Task description:
Answer these questions from the text on wills below.
(a) What share of adult Americans lack a will, according to the studies the text mentions?
(b) What does the text say a "holographic" will is?
(c) According to the affidavit behind the first paternity claim, in what month and year did the claimant's mother meet Prince?
━━ Quoted passage
Prince died without a will. So did Tupac Shakur, Bob Marley, and many other legendary musicians. Snoop Dogg doesn't even want a will.
The question is: Why?
It seems like such a basic concept; everyone needs a will. Otherwise the laws of the state you live in determine who receives your assets and controls your legacy after you die. Without a will, you have no say in what happens, and the chances of a family fight increase dramatically.
Even though a will is relatively simple to create, studies consistently show that between 60% and two-thirds of adult Americans don't have a will. All states recognize a "holographic" will, which is one in your own hand-writing. They are perfectly valid as long as a couple basic conditions are met. This is not to say they are perfect by any means, but usually better than nothing. And most lawyers can create a basic will for a few hundred dollars or even less.
Even when an estate is modest is size, dying intestate -- without a will -- is never a good idea. So why don't more adults have wills -- including a surprising number of the extremely-wealthy?
These musical superstars highlight important lessons about why so many people fail to create a will before they die:
1. Prince: Didn't Trust Professionals
The artist originally known, then formerly known, and then known again as Prince, reportedly developed a deep distrust of professionals, including lawyers. He felt he had been burned earlier in his career by signing legal documents, so a stream of professionals was unable to convince Prince Rogers Nelson to sign important legal documents like a will.
The first battle over the Prince Estate will be to determine who Prince's heirs actually are. This morning, a man named Carlin Q. Willliams filed the first official paternity claim, based on his mother's affidavit saying she met Prince in July of 1976. One thing led to another, and nine months later, Carlin was born. A DNA test will come next, based on blood samples already preserved from Prince's body.
━━━━
━━ Data excerpts
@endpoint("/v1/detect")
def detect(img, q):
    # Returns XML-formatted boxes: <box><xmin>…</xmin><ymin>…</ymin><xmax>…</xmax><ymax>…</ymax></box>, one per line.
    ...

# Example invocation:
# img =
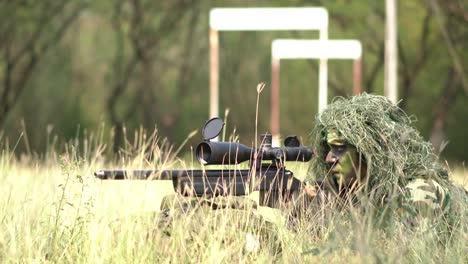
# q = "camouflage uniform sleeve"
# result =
<box><xmin>400</xmin><ymin>178</ymin><xmax>449</xmax><ymax>229</ymax></box>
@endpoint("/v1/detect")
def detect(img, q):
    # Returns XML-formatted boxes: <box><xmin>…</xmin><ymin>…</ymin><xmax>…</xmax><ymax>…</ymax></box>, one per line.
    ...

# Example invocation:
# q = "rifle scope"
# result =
<box><xmin>195</xmin><ymin>138</ymin><xmax>313</xmax><ymax>165</ymax></box>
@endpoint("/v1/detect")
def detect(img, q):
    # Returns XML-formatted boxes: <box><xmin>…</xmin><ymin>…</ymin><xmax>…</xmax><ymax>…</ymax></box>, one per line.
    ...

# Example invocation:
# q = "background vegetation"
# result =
<box><xmin>0</xmin><ymin>0</ymin><xmax>468</xmax><ymax>164</ymax></box>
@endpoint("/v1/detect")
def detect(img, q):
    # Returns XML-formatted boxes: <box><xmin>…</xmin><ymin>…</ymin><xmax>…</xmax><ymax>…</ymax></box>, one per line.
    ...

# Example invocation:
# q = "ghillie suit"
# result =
<box><xmin>311</xmin><ymin>93</ymin><xmax>466</xmax><ymax>231</ymax></box>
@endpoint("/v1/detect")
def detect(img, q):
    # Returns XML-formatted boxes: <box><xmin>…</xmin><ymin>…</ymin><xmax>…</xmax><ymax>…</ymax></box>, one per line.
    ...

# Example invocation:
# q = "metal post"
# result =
<box><xmin>318</xmin><ymin>27</ymin><xmax>328</xmax><ymax>112</ymax></box>
<box><xmin>384</xmin><ymin>0</ymin><xmax>398</xmax><ymax>103</ymax></box>
<box><xmin>270</xmin><ymin>57</ymin><xmax>280</xmax><ymax>146</ymax></box>
<box><xmin>353</xmin><ymin>58</ymin><xmax>362</xmax><ymax>95</ymax></box>
<box><xmin>210</xmin><ymin>28</ymin><xmax>219</xmax><ymax>118</ymax></box>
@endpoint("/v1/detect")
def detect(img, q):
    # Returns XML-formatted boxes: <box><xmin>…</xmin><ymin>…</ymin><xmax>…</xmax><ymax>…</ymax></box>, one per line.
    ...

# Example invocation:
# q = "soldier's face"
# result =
<box><xmin>326</xmin><ymin>131</ymin><xmax>367</xmax><ymax>191</ymax></box>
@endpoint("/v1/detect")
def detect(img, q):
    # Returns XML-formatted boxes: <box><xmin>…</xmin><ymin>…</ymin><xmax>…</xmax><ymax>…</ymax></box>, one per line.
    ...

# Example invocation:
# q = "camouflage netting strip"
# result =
<box><xmin>311</xmin><ymin>93</ymin><xmax>448</xmax><ymax>202</ymax></box>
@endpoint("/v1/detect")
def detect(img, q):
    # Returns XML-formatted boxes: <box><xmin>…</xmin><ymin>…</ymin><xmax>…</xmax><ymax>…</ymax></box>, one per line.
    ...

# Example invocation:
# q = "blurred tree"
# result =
<box><xmin>107</xmin><ymin>0</ymin><xmax>204</xmax><ymax>150</ymax></box>
<box><xmin>0</xmin><ymin>0</ymin><xmax>86</xmax><ymax>126</ymax></box>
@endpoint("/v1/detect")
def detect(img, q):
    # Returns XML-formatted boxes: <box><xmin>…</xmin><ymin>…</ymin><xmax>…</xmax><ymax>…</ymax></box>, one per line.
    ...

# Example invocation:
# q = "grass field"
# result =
<box><xmin>0</xmin><ymin>139</ymin><xmax>468</xmax><ymax>263</ymax></box>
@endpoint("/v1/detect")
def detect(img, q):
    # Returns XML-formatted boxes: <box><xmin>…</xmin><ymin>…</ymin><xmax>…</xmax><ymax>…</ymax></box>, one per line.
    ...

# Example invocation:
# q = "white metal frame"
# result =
<box><xmin>270</xmin><ymin>39</ymin><xmax>362</xmax><ymax>144</ymax></box>
<box><xmin>210</xmin><ymin>7</ymin><xmax>328</xmax><ymax>118</ymax></box>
━━━━
Task response:
(a) Between 60% and two-thirds.
(b) A will written in one's own handwriting.
(c) July 1976.